** SOURCE INFORMATION follows **

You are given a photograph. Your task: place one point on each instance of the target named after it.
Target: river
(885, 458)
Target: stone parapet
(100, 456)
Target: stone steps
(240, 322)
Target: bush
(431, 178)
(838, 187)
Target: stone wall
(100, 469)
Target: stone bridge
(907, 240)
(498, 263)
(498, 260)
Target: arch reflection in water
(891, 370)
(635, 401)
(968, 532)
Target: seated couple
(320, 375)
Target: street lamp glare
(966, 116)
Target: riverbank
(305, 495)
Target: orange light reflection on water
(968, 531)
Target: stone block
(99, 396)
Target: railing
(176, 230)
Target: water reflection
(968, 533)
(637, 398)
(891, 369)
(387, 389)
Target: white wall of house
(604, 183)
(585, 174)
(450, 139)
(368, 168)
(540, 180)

** End of SOURCE INFORMATION **

[THE PROBLEM]:
Your task is to retype all of the records exactly.

[EXERCISE OUTPUT]:
You are given a photograph. Your task: place one point on each instance of the target named after it.
Target: river
(885, 458)
Target: stone parapet
(100, 456)
Target: stone steps
(240, 322)
Target: bush
(431, 178)
(838, 187)
Target: stone wall
(100, 469)
Target: stone bridge
(907, 240)
(498, 263)
(498, 260)
Target: arch reflection in water
(891, 370)
(635, 401)
(968, 532)
Target: seated couple
(320, 375)
Target: street lamp glare
(966, 116)
Target: riverbank
(305, 495)
Target: orange light reflection on water
(968, 531)
Target: stone block
(99, 396)
Target: railing
(176, 230)
Target: water reflection
(968, 533)
(637, 398)
(891, 369)
(387, 389)
Target: white wall of house
(604, 183)
(585, 174)
(450, 139)
(368, 168)
(540, 180)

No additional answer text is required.